Darbelerle hesaplaşan
Türkiye, bu kez 28
Şubat'ı sorgulamaya başladı. 28 Şubat 1997 sonrasında yaşanan süreç, artık savcının dosyasındaydı. Ve "post-
modern"
darbe olarak anılan o süreç, resmen tutanaklara geçti. Soruşturmayı yürüten
Ankara Özel Yetkili
Cumhuriyet Savcısı
Mustafa Bilgili, aralarında dönemin
Genelkurmay 2.Başkanı
Çevik Bir'in de bulunduğu sanıklara sorulan sorulardan bazıları da medya ile ilgiliydi.
O dönemde daha önce konsomatrislik yaptığı ortaya çıkan
Fadime Şahin'la Aczmendi lideri
Müslüm Gündüz'ün bir evde basın mensupları eşliğinde basılması 28 Şubat'ın simge görüntülerinden birisi olmuştu.
Savcılar hem
Çevik Bir'e hem de diğer şüphelilere bu konuda sorular yönelttikleri ortaya çıktı.
HANGİ MEDYA ORGANLARIYLA ÇALIŞTINIZ?
Aczmendilerin gündemde tutulması için hangi medya organlarıyla çalıştınız? O günlerde televizyonlarda ve gazetelerde
psikolojik harekat malzemesi olarak kullanılan Fadime Şahin, Müslüm Gündüz, Aczmendiler ile "
Aydınlık için 1 dakika karanlık" eylemleri, böyle bir çalışmanın ürünü müydü?
Subay, ast
subay eşlerini istihbaratçı olarak kullandınız mı?
Ülker,
İhlas,
Asya, Beğendik ve benzeri firmaların ürünleri neden askeri ihalelere alınmadı?

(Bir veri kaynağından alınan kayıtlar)

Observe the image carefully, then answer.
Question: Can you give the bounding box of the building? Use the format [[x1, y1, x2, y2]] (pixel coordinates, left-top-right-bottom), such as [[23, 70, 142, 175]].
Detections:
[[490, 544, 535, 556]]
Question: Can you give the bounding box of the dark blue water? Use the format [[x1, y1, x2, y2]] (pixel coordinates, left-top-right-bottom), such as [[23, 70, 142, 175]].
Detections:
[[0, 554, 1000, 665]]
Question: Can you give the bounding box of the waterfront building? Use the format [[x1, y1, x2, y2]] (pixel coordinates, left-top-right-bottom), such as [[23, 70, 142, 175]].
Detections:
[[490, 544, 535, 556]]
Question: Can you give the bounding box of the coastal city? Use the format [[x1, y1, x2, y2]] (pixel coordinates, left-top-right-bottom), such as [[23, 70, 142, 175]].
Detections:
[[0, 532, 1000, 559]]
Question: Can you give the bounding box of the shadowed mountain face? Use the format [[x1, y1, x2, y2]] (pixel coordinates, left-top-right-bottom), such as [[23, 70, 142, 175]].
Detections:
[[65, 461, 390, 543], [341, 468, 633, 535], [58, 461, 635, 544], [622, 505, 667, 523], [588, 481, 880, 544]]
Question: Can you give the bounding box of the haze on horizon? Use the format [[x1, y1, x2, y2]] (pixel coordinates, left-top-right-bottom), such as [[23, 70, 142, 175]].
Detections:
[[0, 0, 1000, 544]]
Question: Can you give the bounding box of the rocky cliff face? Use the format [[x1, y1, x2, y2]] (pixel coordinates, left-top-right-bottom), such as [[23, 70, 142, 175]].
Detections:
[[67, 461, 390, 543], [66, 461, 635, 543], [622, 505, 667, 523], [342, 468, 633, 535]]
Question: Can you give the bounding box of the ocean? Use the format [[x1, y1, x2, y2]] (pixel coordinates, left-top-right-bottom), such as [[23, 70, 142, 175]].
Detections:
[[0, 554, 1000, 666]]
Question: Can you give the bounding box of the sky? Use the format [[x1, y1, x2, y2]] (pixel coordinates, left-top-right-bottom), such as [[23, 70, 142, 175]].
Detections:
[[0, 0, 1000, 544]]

§ **Aşağıdakileri tamamlayın**:
1 - 28 Şubat soruşturmasını anlatan metne göre aşağıdakileri yanıtlayın.
(a) Soruşturmayı yürüten savcının adı nedir?
(b) Çevik Bir o dönemde hangi görevdeydi?
(c) Askeri ihalelere ürünleri alınmayan firmalar olarak hangi adlar sayılıyor?
2 - 28 Şubat soruşturmasını anlatan metinde "O dönemde daha" sözlerini içeren kısımla açılıp "yönelttikleri ortaya çıktı." ile kapanan bölümü hiçbir değişiklik yapmadan yeniden yazın.

§ **Sırasıyla çözümler**:
1 -
(a) Mustafa Bilgili
(b) Genelkurmay 2. Başkanı
(c) Ülker, İhlas, Asya ve Beğendik

2 -
O dönemde daha önce konsomatrislik yaptığı ortaya çıkan
Fadime Şahin'la Aczmendi lideri
Müslüm Gündüz'ün bir evde basın mensupları eşliğinde basılması 28 Şubat'ın simge görüntülerinden birisi olmuştu.
Savcılar hem
Çevik Bir'e hem de diğer şüphelilere bu konuda sorular yönelttikleri ortaya çıktı.